Expert Statement on Internally Displaced Persons

from Refugees International
Published on 02 Oct 2015 View Original

We, a group of experts, met at Georgetown University on August 24, 2015 to discuss ways to improve responses to the current situation of internally displaced persons (IDPs). The workshop concluded that there is urgent need to raise the visibility of IDPs in two principal regards: gaining access to IDPs in acute crises, such as Syria, in order to provide effective protection; and finding solutions for IDPs in the many protracted situations of displacement that have already lasted for decades.

We believe that the World Humanitarian Summit (WHS), which will take place in Istanbul in May 2016, provides an important opportunity to bring attention to the plight of IDPs. IDPs fall naturally within the theme of the WHS relating to “Serving the Needs of People in Conflict,” though issues related to internal displacement are also related to disasters and adverse effects of climate change and fit within the other themes of the WHS as well. We urge the Secretary General to reference both problems in his report to the WHS and urge governments to reinvigorate their efforts to ensure the protection of IDPs as a specific population of concern in conflict settings who have special needs that are too often being neglected. This approach is consistent with the scoping paper for the theme, which recognizes that “specific categories of persons can … face specific risks” and specifically references that “displacement, in particular, deprives people of many of their ways to deal with risks they already face.” Our recommendations are also consistent with Restoring Humanity: Global Voices Calling For Action, the synthesis of the WHS consultations, which states: “The global community is urged to equally protect, assist and find durable solutions for internally displaced people in accordance with humanitarian principles and international law, and through new national and regional instruments.” The Secretary-General’s leadership is greatly needed to transform this recognition of special needs into actions that will improve protection.

# # # # # # #

SET OF TASKS:
[a] According to the statement on internally displaced persons, where and on what date did the group of experts meet?
[b] Rewrite everything in the statement from "Expert Statement on" down to "lasted for decades.", substituting "meeting" for "workshop".
The records that follow are not needed for these tasks.

DATA LINES:

# # # # # # #

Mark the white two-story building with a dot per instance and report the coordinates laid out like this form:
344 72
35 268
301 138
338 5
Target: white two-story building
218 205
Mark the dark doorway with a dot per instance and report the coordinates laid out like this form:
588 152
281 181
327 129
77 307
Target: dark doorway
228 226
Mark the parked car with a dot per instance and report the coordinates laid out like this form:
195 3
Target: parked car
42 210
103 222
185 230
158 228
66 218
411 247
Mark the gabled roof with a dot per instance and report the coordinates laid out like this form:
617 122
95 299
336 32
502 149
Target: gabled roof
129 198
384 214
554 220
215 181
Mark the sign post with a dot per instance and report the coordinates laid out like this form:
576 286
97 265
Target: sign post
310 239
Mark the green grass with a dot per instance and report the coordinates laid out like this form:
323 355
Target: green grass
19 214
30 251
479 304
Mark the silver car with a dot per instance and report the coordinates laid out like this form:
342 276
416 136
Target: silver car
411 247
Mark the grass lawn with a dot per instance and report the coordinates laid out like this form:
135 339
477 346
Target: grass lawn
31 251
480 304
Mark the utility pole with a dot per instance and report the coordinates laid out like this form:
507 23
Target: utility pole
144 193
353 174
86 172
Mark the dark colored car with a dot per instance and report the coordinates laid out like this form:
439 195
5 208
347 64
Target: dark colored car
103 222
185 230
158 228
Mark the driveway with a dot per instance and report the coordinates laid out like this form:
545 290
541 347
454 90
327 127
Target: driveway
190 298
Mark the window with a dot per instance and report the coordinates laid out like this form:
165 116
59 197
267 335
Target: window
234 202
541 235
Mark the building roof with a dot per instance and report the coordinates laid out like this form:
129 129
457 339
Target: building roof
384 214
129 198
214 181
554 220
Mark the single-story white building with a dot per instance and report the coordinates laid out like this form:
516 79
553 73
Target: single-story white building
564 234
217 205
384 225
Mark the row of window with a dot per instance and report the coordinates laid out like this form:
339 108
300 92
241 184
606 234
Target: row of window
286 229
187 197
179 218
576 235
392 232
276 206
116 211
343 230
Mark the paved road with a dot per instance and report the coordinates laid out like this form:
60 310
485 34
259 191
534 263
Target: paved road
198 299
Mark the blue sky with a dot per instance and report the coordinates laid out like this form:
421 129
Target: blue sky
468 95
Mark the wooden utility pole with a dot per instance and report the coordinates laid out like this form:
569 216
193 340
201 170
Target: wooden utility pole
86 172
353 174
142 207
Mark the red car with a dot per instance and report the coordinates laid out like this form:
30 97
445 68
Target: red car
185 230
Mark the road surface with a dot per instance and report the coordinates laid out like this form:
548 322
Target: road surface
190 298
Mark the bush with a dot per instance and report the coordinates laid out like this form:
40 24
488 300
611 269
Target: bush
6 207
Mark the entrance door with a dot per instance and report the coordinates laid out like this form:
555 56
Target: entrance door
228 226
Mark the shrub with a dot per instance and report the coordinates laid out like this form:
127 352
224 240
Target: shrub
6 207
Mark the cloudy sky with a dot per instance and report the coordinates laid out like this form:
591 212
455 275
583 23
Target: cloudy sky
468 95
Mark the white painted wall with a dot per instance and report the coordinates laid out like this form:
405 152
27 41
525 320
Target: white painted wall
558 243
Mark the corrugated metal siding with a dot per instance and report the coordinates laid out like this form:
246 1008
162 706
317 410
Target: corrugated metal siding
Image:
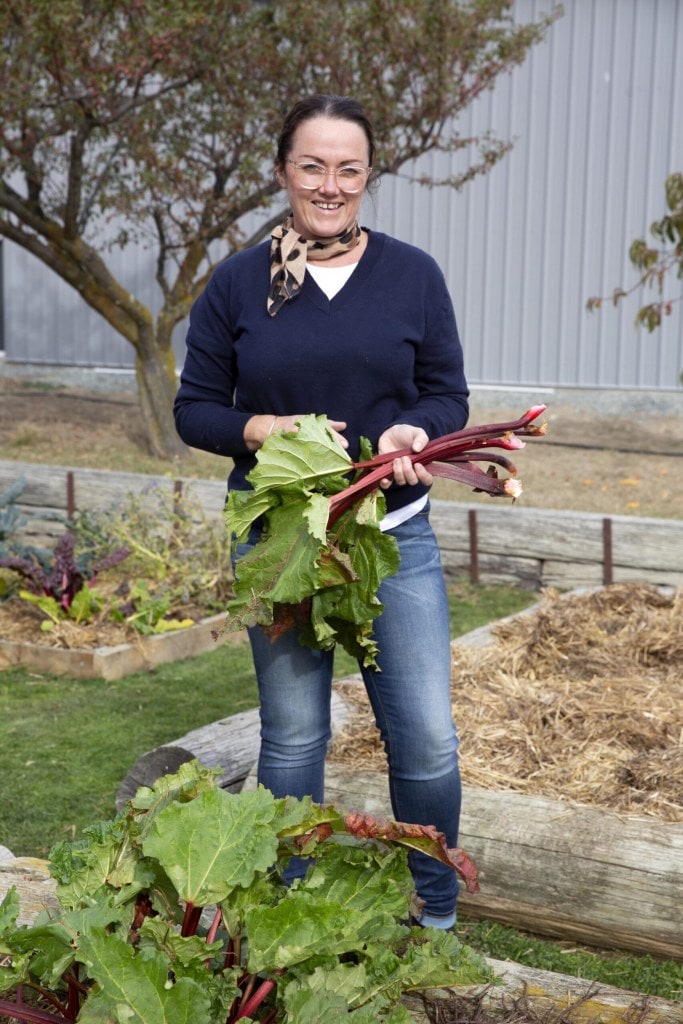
596 114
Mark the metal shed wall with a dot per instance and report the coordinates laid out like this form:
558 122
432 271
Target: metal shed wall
595 114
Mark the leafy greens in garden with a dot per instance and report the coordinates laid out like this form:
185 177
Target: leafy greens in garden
176 911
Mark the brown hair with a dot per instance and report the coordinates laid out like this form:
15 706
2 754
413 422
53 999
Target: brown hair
341 108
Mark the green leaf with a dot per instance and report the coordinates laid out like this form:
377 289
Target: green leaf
299 458
136 989
81 868
9 909
294 930
440 960
331 577
187 953
190 779
215 843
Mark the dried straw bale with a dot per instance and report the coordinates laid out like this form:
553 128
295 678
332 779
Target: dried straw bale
581 700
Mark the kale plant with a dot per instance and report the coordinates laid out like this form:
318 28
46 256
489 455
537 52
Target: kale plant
65 587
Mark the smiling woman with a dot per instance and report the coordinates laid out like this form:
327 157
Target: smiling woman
374 348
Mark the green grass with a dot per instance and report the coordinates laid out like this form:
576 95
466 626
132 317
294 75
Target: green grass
636 973
67 744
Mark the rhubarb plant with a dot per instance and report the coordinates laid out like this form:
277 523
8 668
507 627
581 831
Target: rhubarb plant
176 910
322 554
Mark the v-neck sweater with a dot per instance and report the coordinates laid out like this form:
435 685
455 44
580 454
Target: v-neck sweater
384 350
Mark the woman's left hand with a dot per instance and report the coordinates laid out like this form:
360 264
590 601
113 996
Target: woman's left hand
403 435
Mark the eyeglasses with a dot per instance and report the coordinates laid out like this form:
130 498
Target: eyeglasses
308 174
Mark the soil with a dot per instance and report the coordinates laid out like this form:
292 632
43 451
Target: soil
589 461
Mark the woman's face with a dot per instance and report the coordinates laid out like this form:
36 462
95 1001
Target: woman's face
326 210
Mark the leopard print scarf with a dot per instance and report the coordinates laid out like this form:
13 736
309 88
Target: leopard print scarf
289 252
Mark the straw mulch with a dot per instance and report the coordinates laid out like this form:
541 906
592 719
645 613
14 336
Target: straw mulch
581 699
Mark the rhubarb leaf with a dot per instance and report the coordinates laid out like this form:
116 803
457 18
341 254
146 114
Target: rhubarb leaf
300 459
214 844
217 843
136 989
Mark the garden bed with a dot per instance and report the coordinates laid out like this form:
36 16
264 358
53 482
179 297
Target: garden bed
571 718
83 655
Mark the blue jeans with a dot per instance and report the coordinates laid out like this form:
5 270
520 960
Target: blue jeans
411 698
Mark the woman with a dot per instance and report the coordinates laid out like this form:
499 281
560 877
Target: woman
328 317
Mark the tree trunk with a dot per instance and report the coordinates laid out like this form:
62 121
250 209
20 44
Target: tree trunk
155 372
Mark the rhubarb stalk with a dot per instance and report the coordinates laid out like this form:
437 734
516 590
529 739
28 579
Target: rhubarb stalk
451 457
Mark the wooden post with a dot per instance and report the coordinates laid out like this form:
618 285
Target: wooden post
474 546
607 562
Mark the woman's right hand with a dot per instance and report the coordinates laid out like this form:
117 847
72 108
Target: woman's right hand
261 426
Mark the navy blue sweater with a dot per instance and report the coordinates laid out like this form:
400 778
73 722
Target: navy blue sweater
384 350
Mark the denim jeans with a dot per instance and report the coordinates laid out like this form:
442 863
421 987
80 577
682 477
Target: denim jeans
411 698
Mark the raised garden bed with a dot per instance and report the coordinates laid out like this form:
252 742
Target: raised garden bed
557 862
112 662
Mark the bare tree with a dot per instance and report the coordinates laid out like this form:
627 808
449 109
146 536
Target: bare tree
154 123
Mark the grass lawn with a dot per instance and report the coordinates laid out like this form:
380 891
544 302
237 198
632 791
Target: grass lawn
67 744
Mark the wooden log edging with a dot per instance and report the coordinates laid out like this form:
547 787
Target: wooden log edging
554 868
230 743
497 543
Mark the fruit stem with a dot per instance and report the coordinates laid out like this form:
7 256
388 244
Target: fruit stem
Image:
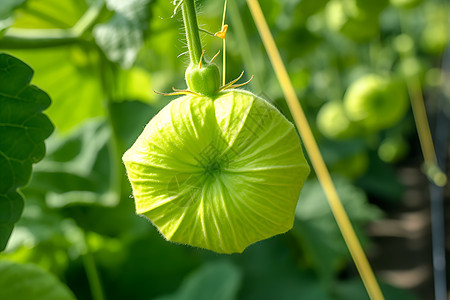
191 27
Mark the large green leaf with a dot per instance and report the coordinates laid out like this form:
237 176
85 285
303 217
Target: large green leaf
24 282
71 75
316 227
23 129
218 280
123 35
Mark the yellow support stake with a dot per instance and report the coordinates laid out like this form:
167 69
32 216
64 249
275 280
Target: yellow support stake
353 244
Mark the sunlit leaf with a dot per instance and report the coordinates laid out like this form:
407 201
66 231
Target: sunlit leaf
23 129
24 282
122 36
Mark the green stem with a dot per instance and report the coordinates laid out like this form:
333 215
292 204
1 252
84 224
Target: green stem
191 27
91 272
115 147
88 260
244 46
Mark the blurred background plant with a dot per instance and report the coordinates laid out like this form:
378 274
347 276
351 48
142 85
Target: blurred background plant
99 61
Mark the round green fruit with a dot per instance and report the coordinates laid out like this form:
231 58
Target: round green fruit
393 149
218 173
332 121
203 79
376 102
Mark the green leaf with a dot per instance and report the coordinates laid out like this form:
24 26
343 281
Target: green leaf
40 14
24 282
217 280
72 76
316 227
76 169
122 36
354 290
6 11
23 129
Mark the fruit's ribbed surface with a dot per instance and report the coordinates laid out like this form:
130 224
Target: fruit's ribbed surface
218 174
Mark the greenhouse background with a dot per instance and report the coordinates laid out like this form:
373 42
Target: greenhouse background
372 78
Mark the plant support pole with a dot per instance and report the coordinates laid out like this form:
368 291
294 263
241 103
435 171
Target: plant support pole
356 251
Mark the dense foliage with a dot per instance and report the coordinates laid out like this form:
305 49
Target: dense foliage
99 60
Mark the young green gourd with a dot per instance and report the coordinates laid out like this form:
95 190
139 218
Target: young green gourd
217 168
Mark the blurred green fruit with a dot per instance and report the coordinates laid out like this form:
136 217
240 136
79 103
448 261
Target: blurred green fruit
353 166
412 67
370 6
392 149
404 44
376 102
405 3
435 35
332 121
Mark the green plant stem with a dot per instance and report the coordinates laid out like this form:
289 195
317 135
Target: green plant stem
191 27
115 147
92 272
244 46
88 259
17 38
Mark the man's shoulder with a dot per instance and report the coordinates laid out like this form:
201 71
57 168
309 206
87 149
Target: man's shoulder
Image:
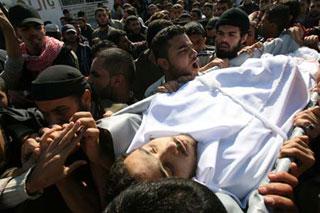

# # # # # # #

EXERCISE RESULTS:
[a] At Georgetown University on August 24, 2015.

[b]
Expert Statement on Internally Displaced Persons

from Refugees International
Published on 02 Oct 2015 View Original

We, a group of experts, met at Georgetown University on August 24, 2015 to discuss ways to improve responses to the current situation of internally displaced persons (IDPs). The meeting concluded that there is urgent need to raise the visibility of IDPs in two principal regards: gaining access to IDPs in acute crises, such as Syria, in order to provide effective protection; and finding solutions for IDPs in the many protracted situations of displacement that have already lasted for decades.